------ STUDY MATERIAL ------
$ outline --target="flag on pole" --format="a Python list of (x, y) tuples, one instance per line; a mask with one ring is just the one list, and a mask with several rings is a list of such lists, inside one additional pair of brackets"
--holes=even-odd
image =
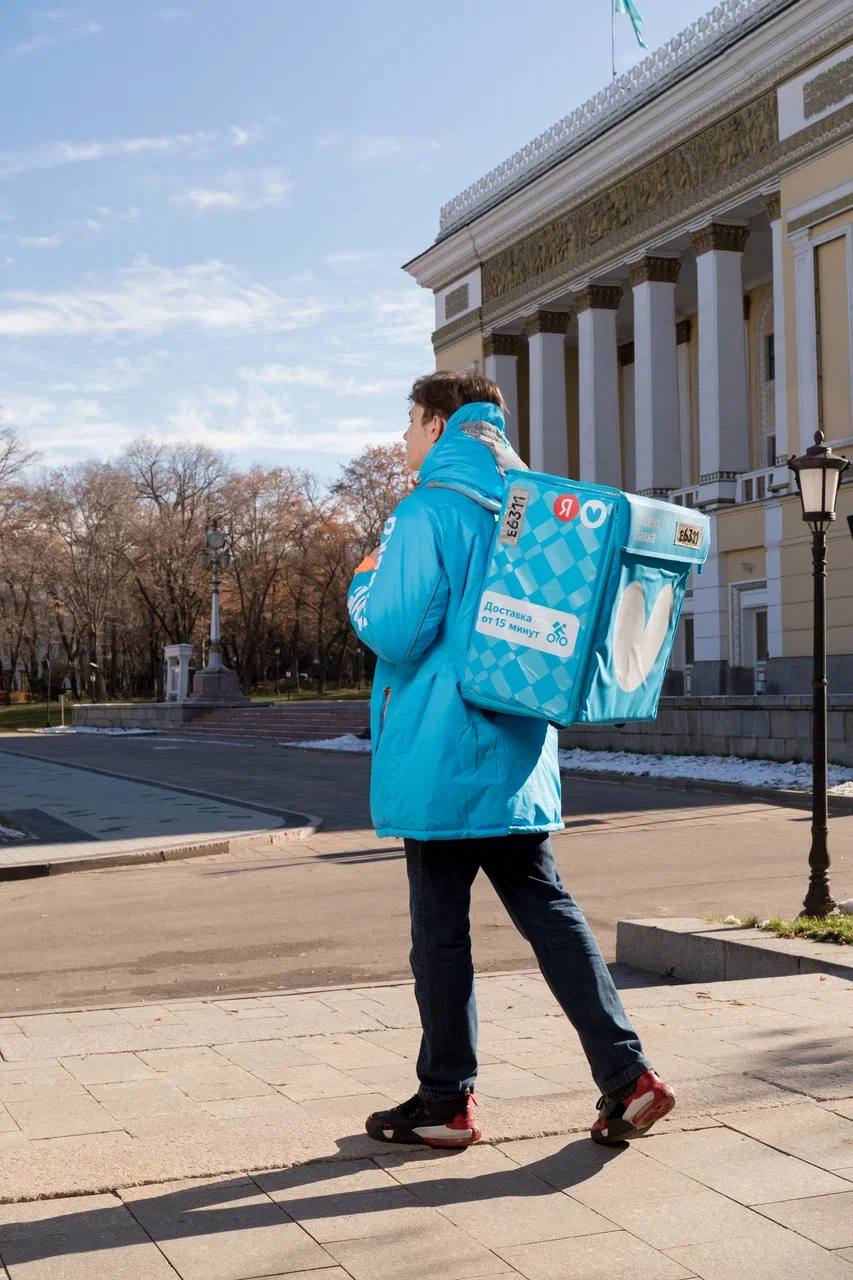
------
------ STUDY MATERIAL ------
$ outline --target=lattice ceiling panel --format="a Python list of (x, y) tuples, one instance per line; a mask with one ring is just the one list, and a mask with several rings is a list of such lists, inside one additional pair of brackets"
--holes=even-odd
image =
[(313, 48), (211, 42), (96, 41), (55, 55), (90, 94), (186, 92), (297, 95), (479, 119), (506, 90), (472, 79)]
------
------ STUDY MATERIAL ------
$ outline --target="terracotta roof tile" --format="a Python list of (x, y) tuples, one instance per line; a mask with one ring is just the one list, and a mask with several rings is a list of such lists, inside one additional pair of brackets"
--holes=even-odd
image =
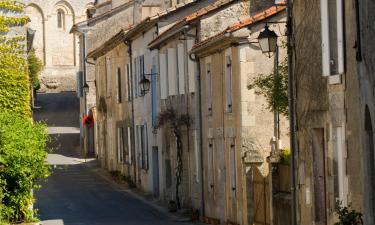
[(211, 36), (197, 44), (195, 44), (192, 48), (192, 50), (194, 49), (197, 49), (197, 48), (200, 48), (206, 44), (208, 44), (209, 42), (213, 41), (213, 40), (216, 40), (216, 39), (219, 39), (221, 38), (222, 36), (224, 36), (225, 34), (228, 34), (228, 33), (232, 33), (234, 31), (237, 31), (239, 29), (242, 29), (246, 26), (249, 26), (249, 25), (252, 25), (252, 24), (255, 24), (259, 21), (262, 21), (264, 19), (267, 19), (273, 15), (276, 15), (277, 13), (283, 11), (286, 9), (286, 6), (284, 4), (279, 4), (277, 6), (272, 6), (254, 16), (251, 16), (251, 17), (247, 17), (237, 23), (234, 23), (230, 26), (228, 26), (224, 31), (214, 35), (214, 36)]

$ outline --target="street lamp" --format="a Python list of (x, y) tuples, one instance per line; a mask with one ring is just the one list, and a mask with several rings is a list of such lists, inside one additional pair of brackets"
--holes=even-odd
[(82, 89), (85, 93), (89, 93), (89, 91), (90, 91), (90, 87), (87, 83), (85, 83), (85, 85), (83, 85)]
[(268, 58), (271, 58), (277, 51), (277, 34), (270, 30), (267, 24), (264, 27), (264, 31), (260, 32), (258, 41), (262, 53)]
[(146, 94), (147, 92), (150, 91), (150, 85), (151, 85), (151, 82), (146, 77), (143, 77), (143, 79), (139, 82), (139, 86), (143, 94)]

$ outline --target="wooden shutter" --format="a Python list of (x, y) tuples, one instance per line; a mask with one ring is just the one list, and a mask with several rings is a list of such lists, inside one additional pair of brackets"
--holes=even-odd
------
▶ [ABOUT THIS TASK] Scan the lines above for "rings", then copy every one that has it.

▶ [WRITTEN ANSWER]
$ outline --target="flag on pole" --format="a Python list of (x, y) tuples, one instance per line; a mask with one ring is just the one list, and a mask with several rings is a list of such lists, inside one additional pair of brackets"
$ outline --target=lattice ceiling panel --format="a Python list of (x, y) tuples, one instance per line; a mask with one ring is just the one list, and a mask with several rings is a list of such lists, inside one additional pair of brackets"
$ outline --target="terracotta roof tile" --format="a Python list of (x, y) tuples, one instance per line; a mask with one ring is just the one list, and a mask with several rings is a list of such lists, inside one additional pair of brackets"
$ outline --target="street lamp" --format="a Python list of (x, y) tuples, one instance per line; a mask with one ring is just the one list, and a mask with several rings is a list of such lists, inside one additional pair of brackets"
$ outline --target="wooden shutter" --format="a Python list of (x, y) tuples, one instance per line; a mask with one ring is just the one list, and a mask with several rings is a list of such lists, inside one additional pair of brackets"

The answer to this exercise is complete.